■ **Passage to read**
>> Start

1.1. Issuer wishes to issue, offer and sell units of membership interest
in Issuer ("Units") as described in that certain Offering Circular of Issuer
dated February 24, 2003, as the same may be amended and supplemented from time
to time (the "Offering Circular").
1.2. Broker represents that Broker is registered as a broker-dealer under
the Securities Exchange Act of 1934, as amended (the "Exchange Act"), and
licensed as a broker-dealer under California's Corporate Securities Law of 1968
("California Securities Law"). Broker, through its registered representative(s),
wishes to act as Issuer's non-exclusive broker in selling the Units, all on the
terms and subject to the conditions set forth herein.
2. Appointment of Broker. Issuer hereby engages Broker to serve as a
non-exclusive broker for the offering and sale of the Units (the "Offering").
Broker shall serve as Issuer's broker for the sale of the Units during the term
of this Agreement. Units may also be offered and sold directly by the Company.
Unless terminated earlier as provided herein, the term of this Agreement shall
continue for so long as an offering permit issued by the California Department
of Corporations remains in effect as extended from time to time. Issuer shall
use its best efforts to give Broker prompt notice of any anticipated termination
of the effectiveness of such offering permit upon knowledge by Issuer of such
anticipated termination.

>> End

■ **Supplied data**

>> Start

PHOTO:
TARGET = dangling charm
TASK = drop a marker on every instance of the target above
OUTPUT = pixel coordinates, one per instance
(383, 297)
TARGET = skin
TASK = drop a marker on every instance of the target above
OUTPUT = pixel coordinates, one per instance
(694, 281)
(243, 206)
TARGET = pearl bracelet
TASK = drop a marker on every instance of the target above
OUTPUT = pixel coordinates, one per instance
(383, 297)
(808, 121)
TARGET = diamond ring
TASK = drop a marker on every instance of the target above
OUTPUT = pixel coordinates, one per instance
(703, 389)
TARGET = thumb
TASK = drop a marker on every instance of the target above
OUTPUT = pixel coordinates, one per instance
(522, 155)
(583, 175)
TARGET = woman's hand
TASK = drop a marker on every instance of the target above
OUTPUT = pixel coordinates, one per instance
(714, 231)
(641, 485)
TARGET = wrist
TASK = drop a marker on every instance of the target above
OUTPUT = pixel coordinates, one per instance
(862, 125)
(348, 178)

>> End
>> Start

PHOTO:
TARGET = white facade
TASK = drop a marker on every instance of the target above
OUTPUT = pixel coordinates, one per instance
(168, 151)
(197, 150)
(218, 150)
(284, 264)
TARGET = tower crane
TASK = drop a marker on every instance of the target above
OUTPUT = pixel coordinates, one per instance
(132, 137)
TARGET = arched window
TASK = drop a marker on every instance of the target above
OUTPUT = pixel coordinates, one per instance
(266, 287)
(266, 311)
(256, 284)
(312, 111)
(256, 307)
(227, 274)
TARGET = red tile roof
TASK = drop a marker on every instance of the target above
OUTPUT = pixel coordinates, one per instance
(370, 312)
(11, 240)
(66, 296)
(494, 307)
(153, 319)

>> End

Reproduce the broker agreement passage above word for word, from its opening clause 1.1 through the final sentence of clause 2.

■ **In response**
1.1. Issuer wishes to issue, offer and sell units of membership interest
in Issuer ("Units") as described in that certain Offering Circular of Issuer
dated February 24, 2003, as the same may be amended and supplemented from time
to time (the "Offering Circular").
1.2. Broker represents that Broker is registered as a broker-dealer under
the Securities Exchange Act of 1934, as amended (the "Exchange Act"), and
licensed as a broker-dealer under California's Corporate Securities Law of 1968
("California Securities Law"). Broker, through its registered representative(s),
wishes to act as Issuer's non-exclusive broker in selling the Units, all on the
terms and subject to the conditions set forth herein.
2. Appointment of Broker. Issuer hereby engages Broker to serve as a
non-exclusive broker for the offering and sale of the Units (the "Offering").
Broker shall serve as Issuer's broker for the sale of the Units during the term
of this Agreement. Units may also be offered and sold directly by the Company.
Unless terminated earlier as provided herein, the term of this Agreement shall
continue for so long as an offering permit issued by the California Department
of Corporations remains in effect as extended from time to time. Issuer shall
use its best efforts to give Broker prompt notice of any anticipated termination
of the effectiveness of such offering permit upon knowledge by Issuer of such
anticipated termination.